__Text passage__

——

We feel that to grant the injunctive relief requested, thereby, denying to the public the right to conduct real estate transactions in the manner in which they have been transacted for over half a century, with apparent satisfaction, and requiring all such transactions to be conducted through lawyers, would not be in the public interest. The advantages, if any, to be derived by such limitation are outweighed by the conveniences now enjoyed by the public in being permitted to choose whether their brokers or their lawyers shall do the acts or render the service which plaintiffs seeks to enjoin.
A. Summary of Decision on Practice of Law by Brokers
The following is an excellent summary of the case given by John E. Gorsuch, legal counsel for the Colorado Association of Realtors, quoted from the August 1957 issue of the Colorado Real Estate News:
It should be kept in mind that the Court states that the practices in question do amount to the practice of law. The Court says that it will not enjoin real estate brokers from doing these simple acts, however, under the circumstances indicated, because of the Court’s express belief that the public’s best interest will be served by continuing the present practice. The present practice, however, means the practice shown by the evidence. In other words, the broker’s activity is limited to the following circumstances:
1.His office must be connected with the transaction as broker.
2.There must be no charge for preparing the documents other than the normal commission.
3.The documents must be prepared on commonly used printed, standard, and approved forms.
It is clear from the decision that the broker should not, under any circumstances:
Chapter 5: Landmark Case Law and Opinions
1.Prepare any legal documents as a business, courtesy or favor, for any transaction with which he is not connected as broker, either with or without pay.

——

Dataset excerpt
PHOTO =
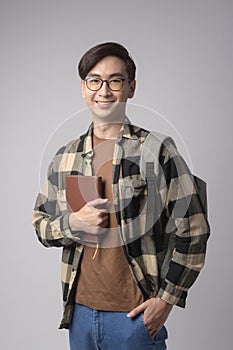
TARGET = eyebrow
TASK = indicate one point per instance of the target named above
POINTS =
(92, 75)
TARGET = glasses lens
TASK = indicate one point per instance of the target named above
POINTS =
(93, 83)
(115, 84)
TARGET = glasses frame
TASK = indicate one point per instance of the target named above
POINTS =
(107, 82)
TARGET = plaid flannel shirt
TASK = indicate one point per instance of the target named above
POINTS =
(165, 259)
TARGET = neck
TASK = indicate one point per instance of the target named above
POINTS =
(107, 130)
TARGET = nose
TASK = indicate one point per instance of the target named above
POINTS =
(104, 90)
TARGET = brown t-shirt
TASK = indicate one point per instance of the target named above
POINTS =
(105, 282)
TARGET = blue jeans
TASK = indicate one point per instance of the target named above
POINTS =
(104, 330)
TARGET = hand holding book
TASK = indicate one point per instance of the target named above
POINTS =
(89, 217)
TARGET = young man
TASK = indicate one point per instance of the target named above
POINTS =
(119, 293)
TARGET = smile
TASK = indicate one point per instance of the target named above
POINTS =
(104, 104)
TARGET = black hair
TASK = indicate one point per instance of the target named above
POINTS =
(98, 52)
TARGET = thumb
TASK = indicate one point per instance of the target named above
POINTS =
(137, 310)
(98, 201)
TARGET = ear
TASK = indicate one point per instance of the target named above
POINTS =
(83, 88)
(132, 87)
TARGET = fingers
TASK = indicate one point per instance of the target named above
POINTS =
(137, 310)
(98, 201)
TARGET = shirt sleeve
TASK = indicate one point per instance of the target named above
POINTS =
(188, 226)
(51, 223)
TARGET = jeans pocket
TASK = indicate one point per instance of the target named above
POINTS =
(145, 328)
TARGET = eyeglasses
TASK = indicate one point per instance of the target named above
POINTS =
(95, 84)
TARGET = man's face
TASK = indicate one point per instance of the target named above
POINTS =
(105, 103)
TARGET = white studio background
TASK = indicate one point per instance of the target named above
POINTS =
(183, 51)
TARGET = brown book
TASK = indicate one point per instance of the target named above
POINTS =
(80, 190)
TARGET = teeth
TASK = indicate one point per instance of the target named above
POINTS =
(107, 102)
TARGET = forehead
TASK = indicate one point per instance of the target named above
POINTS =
(109, 66)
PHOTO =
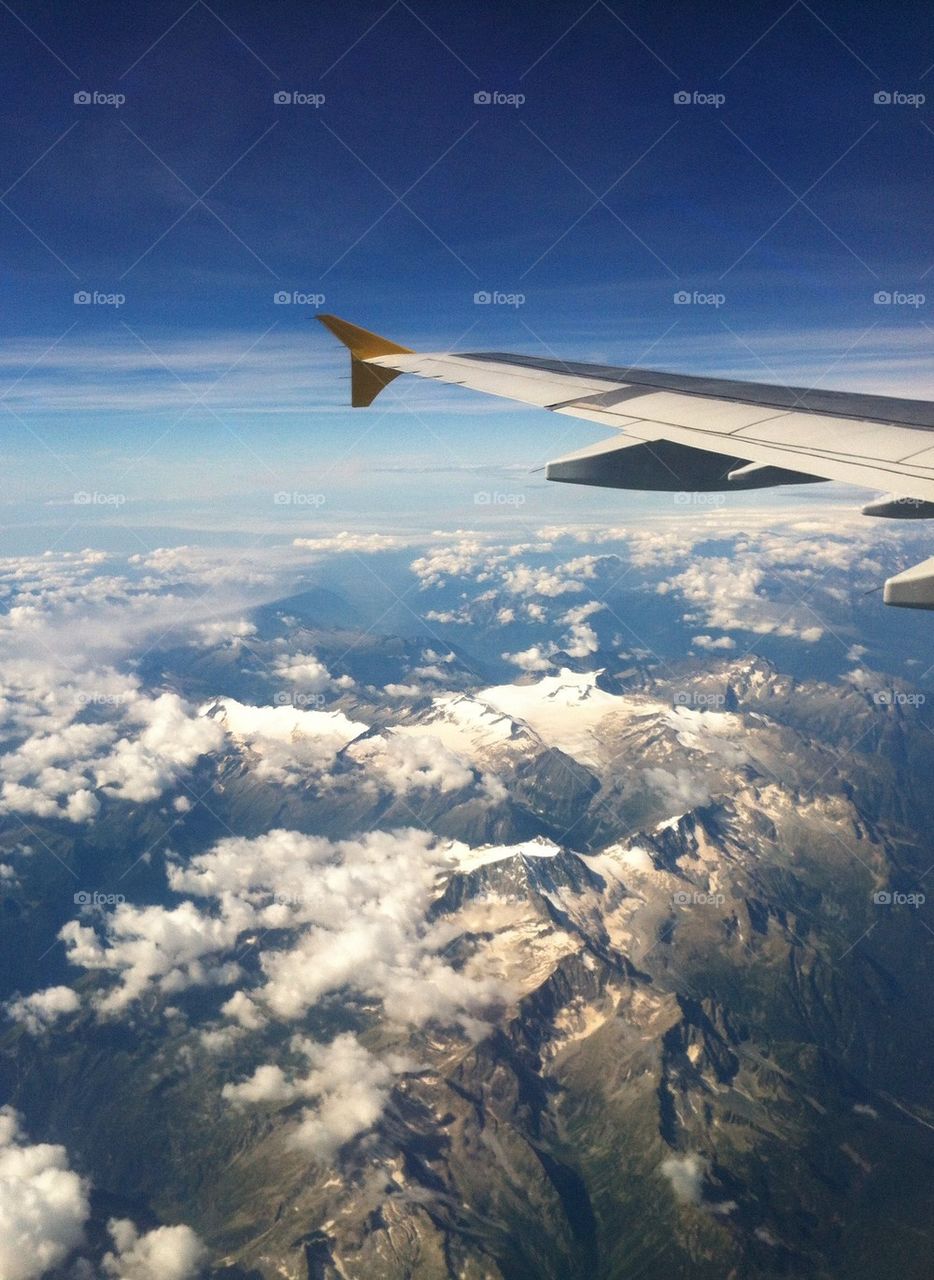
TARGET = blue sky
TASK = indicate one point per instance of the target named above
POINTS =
(786, 190)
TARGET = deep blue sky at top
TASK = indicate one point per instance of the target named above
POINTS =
(494, 197)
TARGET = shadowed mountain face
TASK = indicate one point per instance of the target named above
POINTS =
(420, 972)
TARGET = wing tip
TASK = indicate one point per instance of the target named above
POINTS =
(362, 343)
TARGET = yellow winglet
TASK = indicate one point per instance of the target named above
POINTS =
(366, 380)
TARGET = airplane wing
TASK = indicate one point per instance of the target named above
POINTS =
(681, 433)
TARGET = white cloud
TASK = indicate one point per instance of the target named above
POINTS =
(44, 1203)
(347, 1086)
(710, 643)
(686, 1175)
(164, 1253)
(535, 658)
(44, 1008)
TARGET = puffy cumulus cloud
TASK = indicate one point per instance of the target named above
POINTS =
(44, 1008)
(169, 737)
(686, 1175)
(223, 631)
(778, 577)
(705, 641)
(287, 743)
(544, 580)
(358, 914)
(355, 913)
(44, 1203)
(678, 789)
(468, 557)
(307, 672)
(169, 949)
(347, 1086)
(73, 740)
(535, 658)
(581, 639)
(164, 1253)
(347, 542)
(411, 762)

——

__Required work__
1/ Condense the paragraph of the passage on brokers and the practice of law that begins "We feel that to grant the injunctive relief requested," keeping its main facts.
2/ Rewrite the part of the passage on brokers and the practice of law starting with "2.There must be" and going on through "or without pay.", replacing "normal commission" with "regular commission".
3/ Please extend the passage on brokers and the practice of law, continuing on from its last sentence.
The listing is separate material, unrelated to the passage on brokers and the practice of law.

__Outputs for the tasks__
1/ The court refused the injunction because it would not serve the public interest. Doing so would end a way of handling real estate transactions that has been used with apparent satisfaction for over half a century, and it would force all such transactions through lawyers. Any advantage of that limit is outweighed by the public's convenience in choosing whether brokers or lawyers perform the acts and services the plaintiffs sought to enjoin.

2/
2.There must be no charge for preparing the documents other than the regular commission.
3.The documents must be prepared on commonly used printed, standard, and approved forms.
It is clear from the decision that the broker should not, under any circumstances:
Chapter 5: Landmark Case Law and Opinions
1.Prepare any legal documents as a business, courtesy or favor, for any transaction with which he is not connected as broker, either with or without pay.

3/
2.He should not prepare any documents which cannot be properly prepared on the standard and approved printed form.
3.He clearly should not draw wills, contracts, agreements and so forth, except the initial binder contract or other customary agreements of the type used to bind the transaction or sale.
4.In addition, it would appear in the best interests of the public and also in conformity with the Court’s opinion for the broker to:
a.Always recommend to the purchaser that the title be examined.
b.Inform the parties that each has a right to have the papers prepared by an attorney of their own choosing.
c.Advise the parties that each has a right to be represented at the closing by an attorney if they desire.
d.In spite of the permission to prepare such documents, there will inevitably arise situations in which the legal complications are beyond the knowledge of the broker. In such instances an attorney’s assistance should always be sought.
In conclusion, it could be said that the Supreme Court will allow the brokers to prepare these legal documents on standard and approved printed forms by filling in the blanks therein, with information obtained from the usual sources, in transactions with which they are connected as brokers, when they receive no compensation for these acts other than their ordinary commission. It is to the interest of every broker that these limitations be properly recognized and followed so that the Supreme Court would not have a reason to change its opinion at a future date.
The final words of Mr. Gorsuch’s summary bear repeating: “It is to the interest of every broker that these limitations be properly recognized and followed so that the Supreme Court would not have a reason to change its opinion at a future date.”
With privilege granted, there must be no abuse. The same authority that granted it may take a privilege such as this away. A privilege respected may be retained. A careless regard is not sufficient. There must be a careful determination and application of what is authorized practice of law by a real estate broker.
The Court in its decision referred to the use of standard and approved forms but did not elaborate. Consequently, it was necessary to establish what is a STANDARD and what is an APPROVED form.
Any form purchased from a stationery store or a printer may or may not be a “standard and approved” form. The printer is under no obligation to determine what is standard or what is approved. However, the real estate broker may have such an obligation. Therefore, the brokers needed some guidance and support in their determination of what is a standard and approved form.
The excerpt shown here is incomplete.